● TASK INPUT:
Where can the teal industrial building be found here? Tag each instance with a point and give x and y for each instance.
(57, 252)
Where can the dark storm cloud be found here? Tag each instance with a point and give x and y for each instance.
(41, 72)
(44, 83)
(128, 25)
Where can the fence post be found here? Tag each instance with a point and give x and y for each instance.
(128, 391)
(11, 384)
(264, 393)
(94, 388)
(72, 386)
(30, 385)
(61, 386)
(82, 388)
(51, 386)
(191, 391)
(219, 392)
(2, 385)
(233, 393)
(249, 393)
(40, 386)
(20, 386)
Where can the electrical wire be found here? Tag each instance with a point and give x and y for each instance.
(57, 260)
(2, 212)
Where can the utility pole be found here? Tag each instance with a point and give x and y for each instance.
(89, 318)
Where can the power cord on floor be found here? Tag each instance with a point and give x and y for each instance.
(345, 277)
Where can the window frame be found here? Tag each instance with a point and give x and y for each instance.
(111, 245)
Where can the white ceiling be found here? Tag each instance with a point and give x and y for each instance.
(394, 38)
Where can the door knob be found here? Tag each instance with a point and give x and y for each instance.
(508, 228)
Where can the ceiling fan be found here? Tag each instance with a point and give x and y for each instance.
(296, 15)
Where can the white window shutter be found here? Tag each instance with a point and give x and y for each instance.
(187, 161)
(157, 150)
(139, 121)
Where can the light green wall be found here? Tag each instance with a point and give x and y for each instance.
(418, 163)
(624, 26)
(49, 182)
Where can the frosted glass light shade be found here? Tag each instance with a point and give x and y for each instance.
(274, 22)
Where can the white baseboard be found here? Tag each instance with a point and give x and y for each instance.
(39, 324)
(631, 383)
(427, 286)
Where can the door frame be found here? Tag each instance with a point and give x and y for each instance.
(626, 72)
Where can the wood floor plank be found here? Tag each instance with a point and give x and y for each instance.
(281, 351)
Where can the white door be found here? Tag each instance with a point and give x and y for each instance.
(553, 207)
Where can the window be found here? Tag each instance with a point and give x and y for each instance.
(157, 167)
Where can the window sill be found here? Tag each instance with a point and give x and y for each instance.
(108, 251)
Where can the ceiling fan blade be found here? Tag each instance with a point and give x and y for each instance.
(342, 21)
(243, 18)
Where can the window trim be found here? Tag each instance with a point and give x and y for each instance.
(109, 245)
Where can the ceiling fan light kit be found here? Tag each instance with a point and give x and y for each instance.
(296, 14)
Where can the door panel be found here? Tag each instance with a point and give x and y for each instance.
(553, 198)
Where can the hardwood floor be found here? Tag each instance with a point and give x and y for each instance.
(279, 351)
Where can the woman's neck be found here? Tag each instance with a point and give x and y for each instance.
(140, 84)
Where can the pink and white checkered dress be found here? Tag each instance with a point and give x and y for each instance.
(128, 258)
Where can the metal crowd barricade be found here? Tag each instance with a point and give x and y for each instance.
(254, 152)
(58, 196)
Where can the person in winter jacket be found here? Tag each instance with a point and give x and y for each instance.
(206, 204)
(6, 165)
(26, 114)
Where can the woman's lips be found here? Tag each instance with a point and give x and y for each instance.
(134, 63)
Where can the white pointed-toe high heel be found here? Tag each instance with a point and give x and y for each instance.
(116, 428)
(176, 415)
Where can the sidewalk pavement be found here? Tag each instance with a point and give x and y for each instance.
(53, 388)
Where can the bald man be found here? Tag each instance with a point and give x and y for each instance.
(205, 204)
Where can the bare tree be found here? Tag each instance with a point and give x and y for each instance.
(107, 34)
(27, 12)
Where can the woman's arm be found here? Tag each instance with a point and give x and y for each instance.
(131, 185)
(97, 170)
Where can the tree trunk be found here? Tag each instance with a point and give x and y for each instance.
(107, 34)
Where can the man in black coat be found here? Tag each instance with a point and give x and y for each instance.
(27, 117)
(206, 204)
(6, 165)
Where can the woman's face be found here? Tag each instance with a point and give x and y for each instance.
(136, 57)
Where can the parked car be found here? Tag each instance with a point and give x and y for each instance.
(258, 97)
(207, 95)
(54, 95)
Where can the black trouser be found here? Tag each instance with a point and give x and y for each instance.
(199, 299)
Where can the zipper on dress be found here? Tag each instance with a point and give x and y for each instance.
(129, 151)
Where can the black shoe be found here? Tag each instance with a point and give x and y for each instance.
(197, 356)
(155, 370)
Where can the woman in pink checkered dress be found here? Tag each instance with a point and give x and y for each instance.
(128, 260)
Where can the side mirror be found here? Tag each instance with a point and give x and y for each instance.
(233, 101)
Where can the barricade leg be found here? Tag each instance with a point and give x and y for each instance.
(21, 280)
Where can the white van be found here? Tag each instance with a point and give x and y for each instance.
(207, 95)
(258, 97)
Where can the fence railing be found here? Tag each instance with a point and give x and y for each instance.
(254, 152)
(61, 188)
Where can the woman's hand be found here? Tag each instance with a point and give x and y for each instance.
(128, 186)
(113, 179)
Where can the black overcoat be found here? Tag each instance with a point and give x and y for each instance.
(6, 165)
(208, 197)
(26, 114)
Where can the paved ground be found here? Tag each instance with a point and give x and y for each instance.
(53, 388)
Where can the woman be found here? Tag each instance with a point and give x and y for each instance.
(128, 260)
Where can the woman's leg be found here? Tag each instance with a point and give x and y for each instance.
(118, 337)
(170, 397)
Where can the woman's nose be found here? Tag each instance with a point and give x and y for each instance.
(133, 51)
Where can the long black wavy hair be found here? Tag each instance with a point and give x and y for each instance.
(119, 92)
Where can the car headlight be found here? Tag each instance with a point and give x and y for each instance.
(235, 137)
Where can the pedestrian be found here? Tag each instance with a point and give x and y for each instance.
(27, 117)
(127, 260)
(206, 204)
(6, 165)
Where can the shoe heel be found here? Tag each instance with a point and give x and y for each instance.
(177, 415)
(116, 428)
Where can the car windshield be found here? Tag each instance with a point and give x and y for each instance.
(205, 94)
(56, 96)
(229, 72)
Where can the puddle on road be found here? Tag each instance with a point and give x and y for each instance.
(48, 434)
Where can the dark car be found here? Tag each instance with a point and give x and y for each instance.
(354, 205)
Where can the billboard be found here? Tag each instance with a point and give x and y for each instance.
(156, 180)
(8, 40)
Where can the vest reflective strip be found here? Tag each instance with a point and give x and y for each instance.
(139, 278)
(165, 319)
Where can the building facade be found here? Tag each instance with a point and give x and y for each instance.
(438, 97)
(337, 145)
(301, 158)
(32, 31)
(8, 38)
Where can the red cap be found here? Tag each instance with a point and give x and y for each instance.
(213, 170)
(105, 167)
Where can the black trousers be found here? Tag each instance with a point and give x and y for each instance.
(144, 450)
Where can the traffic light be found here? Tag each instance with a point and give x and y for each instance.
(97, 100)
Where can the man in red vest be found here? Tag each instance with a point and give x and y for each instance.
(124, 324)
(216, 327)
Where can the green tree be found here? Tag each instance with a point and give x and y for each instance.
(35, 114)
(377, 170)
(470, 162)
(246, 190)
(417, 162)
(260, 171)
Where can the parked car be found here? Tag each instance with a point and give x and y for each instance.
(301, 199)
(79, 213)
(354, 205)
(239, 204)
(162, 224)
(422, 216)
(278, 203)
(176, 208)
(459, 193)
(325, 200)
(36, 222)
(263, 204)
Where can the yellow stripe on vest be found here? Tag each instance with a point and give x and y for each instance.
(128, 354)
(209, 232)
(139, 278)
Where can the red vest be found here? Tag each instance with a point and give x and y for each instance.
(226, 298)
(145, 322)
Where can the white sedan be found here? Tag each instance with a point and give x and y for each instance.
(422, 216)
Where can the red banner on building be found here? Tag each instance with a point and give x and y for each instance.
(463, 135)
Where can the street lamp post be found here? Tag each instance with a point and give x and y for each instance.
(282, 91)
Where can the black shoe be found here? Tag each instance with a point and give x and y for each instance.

● WHAT THIS TASK INVOLVES: Pull every line out of the data above and copy it word for word, without changing or leaving out anything.

● TASK ANSWER:
Where can the teal industrial building be found here? Tag each instance with a point and give x and y for each instance.
(57, 252)
Where can the dark storm cloud be found here? Tag each instance with a point and give x and y for each instance.
(41, 72)
(44, 83)
(128, 25)
Where can the fence post be found here? Tag each instance with a point and give x and y for each instance.
(128, 391)
(11, 384)
(264, 393)
(94, 388)
(72, 386)
(30, 385)
(61, 386)
(82, 388)
(51, 386)
(191, 391)
(219, 392)
(2, 385)
(233, 393)
(249, 393)
(40, 386)
(20, 386)
Where can the electrical wire be found here? Tag each instance with a point and give x and y for each instance.
(57, 260)
(2, 212)
Where can the utility pole be found here? Tag each instance with a point and give x and y for each instance.
(89, 318)
Where can the power cord on floor be found here? Tag each instance with a point and give x and y for each instance.
(345, 277)
Where can the window frame be found here? Tag each instance with a point and give x and y for each instance.
(111, 245)
Where can the white ceiling be found here? Tag each instance with a point and give x and y for each instance.
(394, 38)
Where can the door knob be found here? Tag each instance with a point and give x and y for each instance.
(508, 228)
Where can the ceiling fan be found here? Tag each instance with a point and give x and y for each instance.
(296, 15)
Where can the white window shutter be found here? Tag each instance with a point and give x and y for each instance.
(187, 161)
(157, 150)
(139, 121)
Where can the light green wall be found here? Tag each instance with a point and give x and y for each instance.
(418, 163)
(624, 26)
(49, 182)
Where can the frosted glass light shade be found here? Tag each instance with a point and give x and y for each instance.
(274, 22)
Where can the white baseboard be found here? Tag each instance with a point and give x and y for each instance.
(39, 324)
(631, 383)
(427, 286)
Where can the door frame be found here? Tag each instance with a point and give x and y for each instance.
(626, 72)
Where can the wood floor plank be found here? Tag each instance with a point and give x and y for each instance.
(281, 351)
Where can the white door be found here? Tag each instance with a point and give x and y for each instance.
(553, 207)
Where can the window be found here? Tag each instance with a point and give x and y for each instance.
(157, 167)
Where can the window sill be found here? Tag each instance with a point and give x and y for each instance.
(108, 251)
Where can the ceiling fan blade be found here? Tag each instance with a point and give x and y for each instance.
(342, 21)
(243, 18)
Where can the window trim be found here? Tag each instance with a point and give x and y for each instance.
(109, 245)
Where can the ceiling fan light kit be found here? Tag each instance with a point and give x and y for each instance.
(296, 14)
Where can the door panel be found here? Tag each instance with a point and give x and y for each instance.
(553, 198)
Where can the hardwood floor be found here? Tag each instance with a point and give x and y for each instance.
(279, 351)
Where can the woman's neck be found here? Tag each instance with a point and give x and y for each instance.
(140, 84)
Where can the pink and white checkered dress be found here? Tag each instance with a point and give x and y for each instance.
(128, 258)
Where can the metal crowd barricade be found here? Tag each instance with a point and give x and y for each instance.
(254, 152)
(58, 196)
Where can the person in winter jacket be found here? Tag each instance with a point and give x and y for each instance.
(206, 204)
(6, 165)
(26, 114)
Where can the woman's lips be found here? Tag each instance with a point and give x and y for each instance.
(134, 63)
Where can the white pointed-toe high heel be found here? Tag each instance with a point and give x and y for each instance.
(116, 428)
(176, 415)
Where can the sidewalk pavement be found here? Tag each instance with a point and give x and y for each instance.
(53, 388)
Where can the bald man be found here? Tag each instance with a point and give x and y for each instance.
(205, 204)
Where can the bare tree be found here? Tag each instance with a point and give x and y for each instance.
(107, 34)
(27, 12)
Where can the woman's arm be found here? Tag each instance with a point and give x and y for each instance.
(131, 185)
(97, 170)
Where can the tree trunk be found here? Tag each instance with a point and give x and y for each instance.
(107, 34)
Where can the man in black coat be found here? Tag each instance with a point and give x and y for each instance.
(27, 117)
(206, 204)
(6, 165)
Where can the woman's face be found here? Tag each instance with a point and give x and y for each instance.
(136, 57)
Where can the parked car be found here? Tag each instance with a point and give x and y for each instance.
(258, 97)
(207, 95)
(54, 95)
Where can the black trouser be found here? Tag each instance with a point and give x and y for each instance.
(199, 299)
Where can the zipper on dress be found here? Tag each instance with a point and give x and y for each instance.
(129, 151)
Where can the black shoe be found here? Tag each instance with a point and give x and y for each instance.
(197, 356)
(155, 370)
Where can the woman in pink checkered dress be found here? Tag each instance with a point and give x and y for each instance.
(128, 260)
Where can the side mirror be found here? Tag each instance with a point and give x and y for each instance.
(233, 101)
Where can the barricade leg be found here? Tag each instance with a point and give x and y for each instance.
(21, 280)
Where can the white van be found here? Tag each instance with a point and give x and y for each instance.
(207, 95)
(258, 97)
Where can the fence railing be found here? Tag each instance with a point and give x and y for each instance.
(254, 152)
(61, 188)
Where can the woman's hand be found here? Tag each instance with a point and give x and y for each instance.
(128, 186)
(113, 179)
Where can the black overcoat be found here? Tag each instance with a point and give x and y for each instance.
(6, 165)
(208, 197)
(26, 114)
Where can the paved ground be found here? Tag each instance with a point and give x and y for each instance.
(53, 388)
Where can the woman be found here? Tag each instance with a point and give x and y for each instance.
(128, 260)
Where can the woman's leg be found here? Tag each instance with a point and give x and y for each instance.
(118, 337)
(170, 397)
Where can the woman's nose be found here? Tag each instance with a point and give x and y for each instance.
(133, 51)
Where can the long black wavy hair be found here? Tag each instance with a point and give x and y for each instance.
(119, 92)
Where can the car headlight be found here? Tag each instance with a point and give x and y for each instance.
(235, 137)
Where can the pedestrian be found here? Tag each instance with a point and give x and y for each instance.
(27, 117)
(127, 260)
(206, 204)
(6, 165)
Where can the shoe heel be found here? Tag each instance with a point and give x and y for each instance.
(177, 415)
(116, 428)
Where can the car windshield be found here? Tag each instance with a point and give x and y for each instance.
(205, 94)
(56, 96)
(229, 72)
Where can the puddle on road be found here? Tag each instance with a point and give x and y for each instance.
(48, 434)
Where can the dark car be found here? Tag each instance with a point and give x and y for each instance.
(354, 205)
Where can the billboard be found here? Tag each instance with a point and give x and y for each instance.
(156, 180)
(8, 40)
Where can the vest reflective strip be found here? Tag each instance with a point and give x and y for each instance.
(139, 278)
(165, 319)
Where can the building facade be found here? Tag each instance with a point and give x and y for each instance.
(438, 97)
(337, 145)
(301, 158)
(32, 31)
(8, 38)
Where can the red cap be found here? Tag each instance with a point and give x and y for each instance.
(213, 170)
(105, 167)
Where can the black trousers be found here? Tag each instance with a point and give x and y for each instance.
(144, 450)
Where can the traffic light be found here? Tag each instance with a point and give x and y for each instance.
(97, 100)
Where can the man in red vest be found here? Tag each instance with a point and give x and y for each instance.
(124, 324)
(216, 327)
Where can the green tree be found here? Tag each instance with a point and give x and y for each instance.
(35, 114)
(377, 170)
(470, 162)
(246, 190)
(417, 162)
(260, 171)
Where can the parked car be found here? Tag each instance with a point and give x and y for each instance.
(301, 199)
(79, 213)
(354, 205)
(239, 204)
(162, 224)
(422, 216)
(278, 203)
(176, 208)
(459, 193)
(325, 200)
(36, 222)
(263, 204)
Where can the yellow stripe on vest be found here? Tag each instance with a point and give x and y for each instance.
(128, 354)
(209, 232)
(139, 278)
Where can the red vest be found here? Tag each instance with a point and give x and y for each instance.
(226, 298)
(145, 322)
Where can the white sedan be found here? Tag each instance with a point and give x and y for each instance.
(422, 216)
Where can the red banner on building be found here? Tag each instance with a point and give x and y for each instance.
(463, 135)
Where can the street lamp post be found here? Tag each instance with a point and give x and y for each instance.
(282, 91)
Where can the black shoe be found here? Tag each instance with a point and give x and y for each instance.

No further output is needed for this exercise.